§ QUOTED PASSAGE
▽

Several Easy BCD installs on different partitions-will this cause conflict?

joemardo1

Member
Hi folks,

I have a hard disk divided into various partitions with xp(boot) on C windows 7 on D and E and windows 8 on F. I also have a data partition H on there and also have another hard disk in my computer for data only.

As I have said xp is the boot and has the MBR.

For easy of simplicity when using each OS I have Easy BCD installed on each and will edit them now and and again as the need may arise.

My question is,

Should I really only edit Easy BCD on one OS such as the boot xp so as not to cause any conflict or does it not really matter, because Easy BCD will know the disk and partition setup on each OS and will act accordingly when writing to the MBR on xp?

I should add that within each OS (for example xp) the drive letter of some of the other partitions can be different to what I have, when logged onto a different OS for example windows 7.

For some reason the data partition on my main hard disk drive has deleted itself on 2 occassions showing up as unallocated space in disk management, but overall Easy BCD is a brilliant utility and has saved my a** many a time.

any advice gratefully appreciated.

△

§ OBJECTIVE
Resume the forum post above about Easy BCD installs on several partitions, carrying on directly after its last line.

§ DATASET ENTRIES
▽

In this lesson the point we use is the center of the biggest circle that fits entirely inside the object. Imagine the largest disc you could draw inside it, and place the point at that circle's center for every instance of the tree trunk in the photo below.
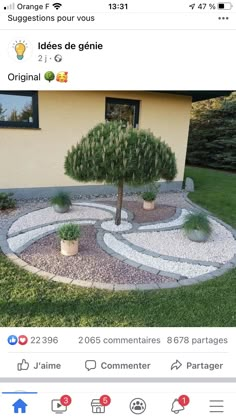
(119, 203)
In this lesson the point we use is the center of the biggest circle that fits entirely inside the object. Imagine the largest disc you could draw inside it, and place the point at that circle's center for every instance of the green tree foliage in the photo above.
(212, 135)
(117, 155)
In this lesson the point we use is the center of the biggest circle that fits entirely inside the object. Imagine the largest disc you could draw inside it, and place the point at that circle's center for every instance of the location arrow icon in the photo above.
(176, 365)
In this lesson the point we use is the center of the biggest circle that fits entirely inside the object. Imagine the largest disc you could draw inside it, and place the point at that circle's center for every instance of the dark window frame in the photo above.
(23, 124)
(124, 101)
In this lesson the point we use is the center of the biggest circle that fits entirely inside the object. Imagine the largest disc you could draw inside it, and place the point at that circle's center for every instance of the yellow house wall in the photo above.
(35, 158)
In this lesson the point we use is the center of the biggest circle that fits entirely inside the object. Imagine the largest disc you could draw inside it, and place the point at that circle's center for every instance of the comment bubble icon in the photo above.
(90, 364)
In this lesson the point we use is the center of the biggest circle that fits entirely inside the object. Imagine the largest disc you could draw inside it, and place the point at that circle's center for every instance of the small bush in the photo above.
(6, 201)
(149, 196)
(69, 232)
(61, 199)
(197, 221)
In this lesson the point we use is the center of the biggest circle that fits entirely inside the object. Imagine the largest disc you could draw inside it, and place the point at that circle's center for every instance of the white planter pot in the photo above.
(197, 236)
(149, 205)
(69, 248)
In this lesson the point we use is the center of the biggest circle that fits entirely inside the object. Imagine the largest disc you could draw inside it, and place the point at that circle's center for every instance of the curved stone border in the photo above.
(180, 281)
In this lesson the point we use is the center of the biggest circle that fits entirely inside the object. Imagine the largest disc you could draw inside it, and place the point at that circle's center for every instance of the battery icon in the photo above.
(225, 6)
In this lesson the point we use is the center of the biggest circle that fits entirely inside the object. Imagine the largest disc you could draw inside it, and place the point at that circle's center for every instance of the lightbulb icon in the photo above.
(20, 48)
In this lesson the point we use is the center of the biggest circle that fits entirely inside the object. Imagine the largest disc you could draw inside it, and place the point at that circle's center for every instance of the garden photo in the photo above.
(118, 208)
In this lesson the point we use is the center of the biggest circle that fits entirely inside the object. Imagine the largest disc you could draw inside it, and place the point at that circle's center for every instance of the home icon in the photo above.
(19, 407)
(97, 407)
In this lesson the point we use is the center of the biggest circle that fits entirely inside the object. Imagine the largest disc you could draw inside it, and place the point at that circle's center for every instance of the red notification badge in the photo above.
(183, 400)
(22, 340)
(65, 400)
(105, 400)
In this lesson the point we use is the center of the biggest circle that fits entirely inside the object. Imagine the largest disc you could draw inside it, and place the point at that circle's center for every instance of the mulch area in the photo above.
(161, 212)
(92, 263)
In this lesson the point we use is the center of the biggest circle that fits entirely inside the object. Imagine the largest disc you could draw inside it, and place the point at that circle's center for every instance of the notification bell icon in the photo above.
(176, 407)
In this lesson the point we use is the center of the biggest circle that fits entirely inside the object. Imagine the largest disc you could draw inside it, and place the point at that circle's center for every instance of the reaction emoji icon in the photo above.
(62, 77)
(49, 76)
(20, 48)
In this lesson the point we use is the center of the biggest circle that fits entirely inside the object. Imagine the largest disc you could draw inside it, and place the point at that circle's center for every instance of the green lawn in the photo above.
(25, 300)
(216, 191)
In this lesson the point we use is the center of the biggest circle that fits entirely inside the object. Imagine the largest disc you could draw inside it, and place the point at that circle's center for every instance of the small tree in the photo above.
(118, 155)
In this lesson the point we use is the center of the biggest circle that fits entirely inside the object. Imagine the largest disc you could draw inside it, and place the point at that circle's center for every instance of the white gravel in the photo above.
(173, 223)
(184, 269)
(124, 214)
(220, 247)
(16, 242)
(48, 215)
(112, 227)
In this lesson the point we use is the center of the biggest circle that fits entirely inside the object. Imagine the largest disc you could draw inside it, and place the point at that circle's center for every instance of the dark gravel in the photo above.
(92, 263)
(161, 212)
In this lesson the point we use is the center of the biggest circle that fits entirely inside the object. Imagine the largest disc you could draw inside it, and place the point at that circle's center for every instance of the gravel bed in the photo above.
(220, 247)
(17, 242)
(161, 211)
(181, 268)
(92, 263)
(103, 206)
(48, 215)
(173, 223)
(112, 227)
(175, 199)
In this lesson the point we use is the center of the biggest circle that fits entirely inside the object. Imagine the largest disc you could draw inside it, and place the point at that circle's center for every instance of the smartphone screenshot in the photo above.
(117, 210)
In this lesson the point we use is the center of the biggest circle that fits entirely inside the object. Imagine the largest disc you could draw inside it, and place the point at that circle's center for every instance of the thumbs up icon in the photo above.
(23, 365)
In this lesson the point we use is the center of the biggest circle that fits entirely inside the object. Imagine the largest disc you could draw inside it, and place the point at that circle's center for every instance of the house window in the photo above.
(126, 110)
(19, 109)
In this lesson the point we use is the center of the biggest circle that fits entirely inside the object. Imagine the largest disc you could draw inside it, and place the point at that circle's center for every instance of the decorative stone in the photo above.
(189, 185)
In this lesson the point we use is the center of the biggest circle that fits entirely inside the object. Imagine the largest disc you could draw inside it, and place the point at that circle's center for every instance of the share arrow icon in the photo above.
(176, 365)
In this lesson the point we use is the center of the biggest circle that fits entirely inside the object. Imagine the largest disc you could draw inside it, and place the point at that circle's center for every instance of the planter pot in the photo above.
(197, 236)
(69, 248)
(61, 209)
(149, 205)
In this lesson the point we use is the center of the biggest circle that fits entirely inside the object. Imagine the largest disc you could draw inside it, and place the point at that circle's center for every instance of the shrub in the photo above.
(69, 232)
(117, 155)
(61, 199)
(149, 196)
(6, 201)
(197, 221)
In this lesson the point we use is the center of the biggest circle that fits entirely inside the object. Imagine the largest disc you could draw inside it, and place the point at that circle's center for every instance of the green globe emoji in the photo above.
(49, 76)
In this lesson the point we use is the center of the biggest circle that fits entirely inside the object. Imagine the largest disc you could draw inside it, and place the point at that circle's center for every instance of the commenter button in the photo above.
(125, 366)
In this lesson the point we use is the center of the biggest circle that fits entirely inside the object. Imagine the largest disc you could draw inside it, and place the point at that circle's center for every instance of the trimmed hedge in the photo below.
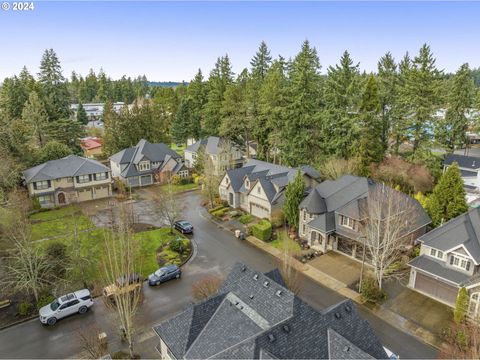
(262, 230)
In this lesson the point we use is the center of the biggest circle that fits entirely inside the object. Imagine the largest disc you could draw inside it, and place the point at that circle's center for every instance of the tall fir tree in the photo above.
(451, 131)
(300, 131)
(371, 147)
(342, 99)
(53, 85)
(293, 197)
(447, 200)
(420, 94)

△

§ THE OUTPUT
Joe
 
No matter where you run EasyBCD (however many copies - and you don't actually need more than one, you can run it from one OS by just calling the .exe with a shortcut from another), it will be operating on the one "live" BCD which controls your boot. (unless you installed each OS independently with its own boot files and are using a third party boot manager).
There are no disk letters in the BCD.
The letters you see displayed by EasyBCD are translations of the unintelligible UID information which the BCD actually contains.
EasyBCD will give you the letters as seen by the OS from which you run it.
That's why it might appear that you are viewing different BCDs, but you're not.
XP running as C might call W7 "x" in Explorer, and W7 running as C might call XP "y".
That's because disk letters are not physical entities, just virtual labels stored in the registry of the running OS.
Whatever you see in explorer from any of your systems, is also what EasyBCD will report.
You can change the disk letter of any partition or device in Disk Management as long as it's not flagged "system" "boot" or "page",
It's therefore a good idea to ensure that all of your OSs see all shared resources by the same letter map.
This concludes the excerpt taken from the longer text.